## WORK ITEM
Output all of the records exactly as written.

## DATA EXTRACT
▬▬▬▬▬▬▬▬▬▬
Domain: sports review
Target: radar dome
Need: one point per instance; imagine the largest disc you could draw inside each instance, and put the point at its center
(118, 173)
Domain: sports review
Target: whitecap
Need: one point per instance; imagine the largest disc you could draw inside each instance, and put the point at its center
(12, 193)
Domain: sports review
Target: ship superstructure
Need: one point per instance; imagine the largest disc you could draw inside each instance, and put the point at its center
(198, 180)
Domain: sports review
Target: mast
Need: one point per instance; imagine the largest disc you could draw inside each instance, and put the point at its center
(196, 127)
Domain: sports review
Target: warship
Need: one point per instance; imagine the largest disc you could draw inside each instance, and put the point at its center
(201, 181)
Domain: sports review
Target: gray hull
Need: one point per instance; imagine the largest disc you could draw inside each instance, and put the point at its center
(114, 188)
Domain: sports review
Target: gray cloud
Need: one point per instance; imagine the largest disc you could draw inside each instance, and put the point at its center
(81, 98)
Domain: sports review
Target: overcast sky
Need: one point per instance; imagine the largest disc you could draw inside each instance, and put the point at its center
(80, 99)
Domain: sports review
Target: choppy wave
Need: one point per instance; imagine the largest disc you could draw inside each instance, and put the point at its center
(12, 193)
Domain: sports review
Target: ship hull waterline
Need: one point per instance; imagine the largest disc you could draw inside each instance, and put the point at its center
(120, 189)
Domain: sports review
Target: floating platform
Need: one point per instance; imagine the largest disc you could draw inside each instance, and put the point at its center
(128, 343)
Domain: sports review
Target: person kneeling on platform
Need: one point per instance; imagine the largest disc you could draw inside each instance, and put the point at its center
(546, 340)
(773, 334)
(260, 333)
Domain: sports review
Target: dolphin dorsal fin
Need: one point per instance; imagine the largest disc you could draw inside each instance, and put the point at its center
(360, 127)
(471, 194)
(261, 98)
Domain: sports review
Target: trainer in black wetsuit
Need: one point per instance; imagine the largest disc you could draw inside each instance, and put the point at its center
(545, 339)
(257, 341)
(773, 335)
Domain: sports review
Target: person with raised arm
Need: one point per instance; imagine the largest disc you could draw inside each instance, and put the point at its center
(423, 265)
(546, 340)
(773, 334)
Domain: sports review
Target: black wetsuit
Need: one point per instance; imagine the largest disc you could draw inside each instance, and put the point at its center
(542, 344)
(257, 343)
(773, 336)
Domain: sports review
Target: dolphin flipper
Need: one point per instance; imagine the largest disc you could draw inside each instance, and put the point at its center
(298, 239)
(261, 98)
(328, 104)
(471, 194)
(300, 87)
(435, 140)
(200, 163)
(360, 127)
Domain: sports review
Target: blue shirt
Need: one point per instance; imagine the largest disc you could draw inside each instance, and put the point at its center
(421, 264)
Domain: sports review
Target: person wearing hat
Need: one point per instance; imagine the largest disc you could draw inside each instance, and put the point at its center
▬▬▬▬▬▬▬▬▬▬
## EXERCISE RESULT
Domain: sports review
Target: radar dome
Need: one point per instance; imagine the largest disc you could draw inside each instance, and put the point at its center
(118, 173)
Domain: sports review
Target: whitecap
Need: one point per instance; imagine the largest disc you could draw inside each instance, and put the point at its center
(12, 193)
Domain: sports review
Target: ship superstructure
Need: one point per instance; imagine the largest disc you could draw inside each instance, and put the point at its center
(198, 180)
Domain: sports review
Target: mast
Need: one point per instance; imagine the largest disc you could draw inside each instance, and put the point at its center
(196, 127)
Domain: sports review
Target: warship
Need: one point per instance; imagine the largest disc you could draw inside each instance, and put the point at its center
(201, 181)
Domain: sports review
Target: gray hull
Need: one point per instance; imagine the largest disc you could draw inside each instance, and put the point at its center
(114, 188)
Domain: sports review
Target: gray cloud
Need: one point per instance; imagine the largest disc you could draw inside each instance, and put the point at its center
(81, 98)
Domain: sports review
Target: overcast sky
Need: one point per instance; imagine the largest disc you could draw inside each instance, and put the point at its center
(80, 99)
Domain: sports review
Target: choppy wave
Need: one point per instance; imagine the largest disc you could draw inside each instance, and put the point at its center
(12, 193)
Domain: sports review
Target: ship hull waterline
Need: one point per instance; imagine the largest disc you could draw inside each instance, and put the point at its center
(120, 189)
Domain: sports review
Target: floating platform
Need: one point per instance; imagine the largest disc you could draw inside each instance, and put the point at its center
(128, 343)
Domain: sports review
Target: person kneeling on platform
Need: one point per instance; imagine the largest disc you could draw inside each instance, and put the point at its center
(546, 340)
(773, 334)
(260, 333)
Domain: sports review
Target: dolphin dorsal fin
Need: one point per instance; imagine the largest disc you could draw inside each instance, and put the point at its center
(360, 127)
(471, 194)
(261, 98)
Domain: sports review
Target: trainer in black wetsuit
Need: one point per instance; imagine the largest disc you could draw inside each instance, and put the point at its center
(545, 339)
(257, 341)
(773, 335)
Domain: sports review
Target: person with raised arm
Need: one point per instance; imagine the largest disc you could draw inside each instance, and put the point at its center
(423, 265)
(546, 340)
(773, 334)
Domain: sports review
Target: black wetsuit
Need: one point per instance; imagine the largest disc you could draw inside each instance, and put the point at its center
(542, 344)
(257, 343)
(773, 336)
Domain: sports review
Target: dolphin flipper
Need: one point per instance; imagine the largest disc you could draw inside each instance, and put the point at its center
(298, 239)
(261, 98)
(328, 104)
(471, 194)
(300, 87)
(435, 140)
(200, 163)
(360, 127)
Domain: sports review
Target: blue shirt
Need: one point per instance; imagine the largest disc you could draw inside each instance, and put the point at its center
(421, 264)
Domain: sports review
Target: person wearing hat
Need: one point per instance; imagine the largest disc you could draw inside each instance, and put the point at its center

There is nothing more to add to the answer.